**Set task**
Copy out the entries, requests included, beginning at the line that contains "Task: pick out dark" and stopping after the line that contains "<point>266,237</point>". Add 58 to every coordinate in the answer points only.

**Records for processing**
——

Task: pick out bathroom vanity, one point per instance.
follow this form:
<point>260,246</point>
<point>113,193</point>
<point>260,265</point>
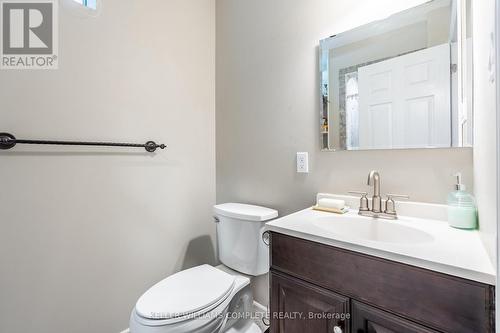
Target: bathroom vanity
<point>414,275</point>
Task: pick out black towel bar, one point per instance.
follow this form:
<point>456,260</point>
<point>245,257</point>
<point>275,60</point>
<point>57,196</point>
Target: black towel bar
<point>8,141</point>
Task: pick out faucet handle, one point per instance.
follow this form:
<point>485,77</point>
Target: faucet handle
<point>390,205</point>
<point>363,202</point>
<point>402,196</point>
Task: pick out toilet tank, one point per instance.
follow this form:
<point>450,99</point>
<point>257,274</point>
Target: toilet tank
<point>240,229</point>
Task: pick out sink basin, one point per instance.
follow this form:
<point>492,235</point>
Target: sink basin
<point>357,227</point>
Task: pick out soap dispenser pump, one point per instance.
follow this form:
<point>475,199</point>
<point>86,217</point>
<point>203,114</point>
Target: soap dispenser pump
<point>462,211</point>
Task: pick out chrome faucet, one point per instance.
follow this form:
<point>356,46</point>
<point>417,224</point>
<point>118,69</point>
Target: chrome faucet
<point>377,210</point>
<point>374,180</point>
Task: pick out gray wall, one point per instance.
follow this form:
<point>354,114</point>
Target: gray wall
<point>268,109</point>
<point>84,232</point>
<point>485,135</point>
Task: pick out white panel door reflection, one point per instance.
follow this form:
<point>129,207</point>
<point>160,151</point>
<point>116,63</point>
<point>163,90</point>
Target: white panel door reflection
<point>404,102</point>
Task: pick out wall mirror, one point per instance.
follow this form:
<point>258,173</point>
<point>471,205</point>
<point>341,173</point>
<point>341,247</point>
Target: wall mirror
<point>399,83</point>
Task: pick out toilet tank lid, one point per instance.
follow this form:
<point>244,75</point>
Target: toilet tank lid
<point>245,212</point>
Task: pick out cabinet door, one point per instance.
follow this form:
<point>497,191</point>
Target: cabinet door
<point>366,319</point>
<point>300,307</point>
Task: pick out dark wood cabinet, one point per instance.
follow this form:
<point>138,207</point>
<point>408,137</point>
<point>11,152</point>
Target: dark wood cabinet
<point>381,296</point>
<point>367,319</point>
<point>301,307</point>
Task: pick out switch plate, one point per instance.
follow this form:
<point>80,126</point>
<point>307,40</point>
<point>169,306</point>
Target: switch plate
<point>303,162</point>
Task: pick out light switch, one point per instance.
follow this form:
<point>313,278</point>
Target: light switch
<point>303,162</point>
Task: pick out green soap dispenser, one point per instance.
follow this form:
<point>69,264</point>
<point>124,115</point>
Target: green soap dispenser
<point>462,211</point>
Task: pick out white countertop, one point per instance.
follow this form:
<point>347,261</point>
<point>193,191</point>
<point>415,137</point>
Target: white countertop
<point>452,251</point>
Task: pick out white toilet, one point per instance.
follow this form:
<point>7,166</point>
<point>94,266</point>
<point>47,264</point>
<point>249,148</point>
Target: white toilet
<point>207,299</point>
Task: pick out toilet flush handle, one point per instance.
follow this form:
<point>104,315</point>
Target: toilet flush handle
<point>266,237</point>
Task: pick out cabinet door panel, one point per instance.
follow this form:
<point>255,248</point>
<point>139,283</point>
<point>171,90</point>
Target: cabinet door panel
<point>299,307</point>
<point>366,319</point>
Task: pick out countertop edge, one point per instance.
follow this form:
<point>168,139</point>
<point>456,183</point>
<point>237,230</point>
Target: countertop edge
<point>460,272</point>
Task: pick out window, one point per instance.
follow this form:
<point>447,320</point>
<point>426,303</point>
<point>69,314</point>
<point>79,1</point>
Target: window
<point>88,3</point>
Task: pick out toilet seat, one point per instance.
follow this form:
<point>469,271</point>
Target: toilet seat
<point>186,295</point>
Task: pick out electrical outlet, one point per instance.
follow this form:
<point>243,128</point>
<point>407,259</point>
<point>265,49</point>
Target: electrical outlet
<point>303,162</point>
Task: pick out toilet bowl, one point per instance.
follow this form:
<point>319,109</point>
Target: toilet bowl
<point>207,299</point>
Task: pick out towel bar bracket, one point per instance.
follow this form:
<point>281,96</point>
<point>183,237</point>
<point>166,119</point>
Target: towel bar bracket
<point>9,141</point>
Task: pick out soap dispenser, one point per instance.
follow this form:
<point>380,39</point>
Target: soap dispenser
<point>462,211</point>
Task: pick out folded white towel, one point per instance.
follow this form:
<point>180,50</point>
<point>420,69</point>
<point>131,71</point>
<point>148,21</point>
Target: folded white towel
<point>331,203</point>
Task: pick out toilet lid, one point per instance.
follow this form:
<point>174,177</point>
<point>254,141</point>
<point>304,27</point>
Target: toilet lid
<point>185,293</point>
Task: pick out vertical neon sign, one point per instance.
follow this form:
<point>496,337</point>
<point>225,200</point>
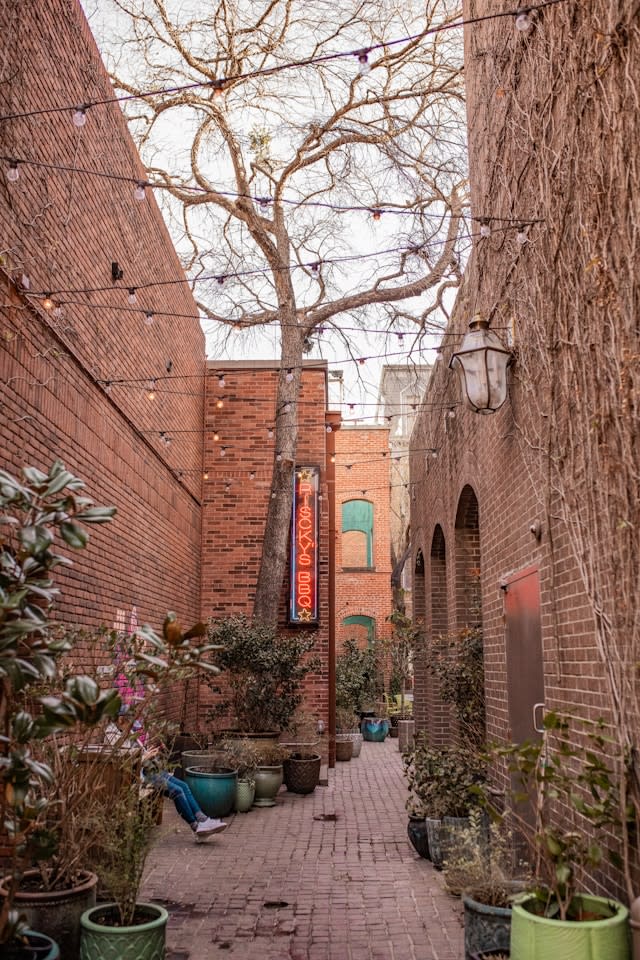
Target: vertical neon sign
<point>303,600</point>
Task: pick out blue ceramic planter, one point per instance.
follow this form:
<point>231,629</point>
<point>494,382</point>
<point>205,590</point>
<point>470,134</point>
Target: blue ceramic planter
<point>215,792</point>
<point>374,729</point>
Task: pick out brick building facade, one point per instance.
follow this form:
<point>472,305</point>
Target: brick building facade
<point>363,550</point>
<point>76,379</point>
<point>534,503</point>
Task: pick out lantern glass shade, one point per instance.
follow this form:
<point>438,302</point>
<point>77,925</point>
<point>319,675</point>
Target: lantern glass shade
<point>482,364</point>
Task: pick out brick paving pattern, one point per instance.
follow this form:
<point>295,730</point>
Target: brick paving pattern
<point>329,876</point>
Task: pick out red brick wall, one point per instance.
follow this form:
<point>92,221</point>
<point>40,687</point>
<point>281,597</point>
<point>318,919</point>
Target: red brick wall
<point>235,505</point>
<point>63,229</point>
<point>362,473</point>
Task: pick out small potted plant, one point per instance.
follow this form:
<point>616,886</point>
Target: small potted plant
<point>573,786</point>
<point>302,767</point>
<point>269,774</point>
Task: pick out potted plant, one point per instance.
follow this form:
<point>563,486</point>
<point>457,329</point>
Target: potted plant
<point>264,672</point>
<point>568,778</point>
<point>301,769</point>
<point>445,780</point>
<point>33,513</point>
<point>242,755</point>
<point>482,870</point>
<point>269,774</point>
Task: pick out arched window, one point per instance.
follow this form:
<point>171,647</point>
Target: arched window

——

**Final result**
Task: pick out dark wood cabinet, one point per instance.
follow this form:
<point>138,207</point>
<point>408,137</point>
<point>11,152</point>
Target: dark wood cabinet
<point>439,354</point>
<point>425,377</point>
<point>359,365</point>
Task: pick out switch plate, one point per instance.
follow this form:
<point>80,126</point>
<point>307,40</point>
<point>169,306</point>
Target: switch plate
<point>361,220</point>
Task: pick out light switch, one point per instance.
follow this form:
<point>313,278</point>
Target: light switch
<point>361,220</point>
Task: pick out green soap dispenser, one point per instance.
follow this form:
<point>69,264</point>
<point>124,115</point>
Target: green soap dispenser
<point>520,269</point>
Task: pick out white countertop, one point per instance.
follow this form:
<point>347,261</point>
<point>193,191</point>
<point>415,137</point>
Target: white countertop
<point>510,309</point>
Task: pick out white toilet, one point per instance.
follow this form:
<point>7,166</point>
<point>94,266</point>
<point>47,264</point>
<point>249,148</point>
Target: white toilet
<point>265,357</point>
Task: pick out toilet flush handle, one point per instance.
follow this form:
<point>104,315</point>
Target: toilet flush handle
<point>324,295</point>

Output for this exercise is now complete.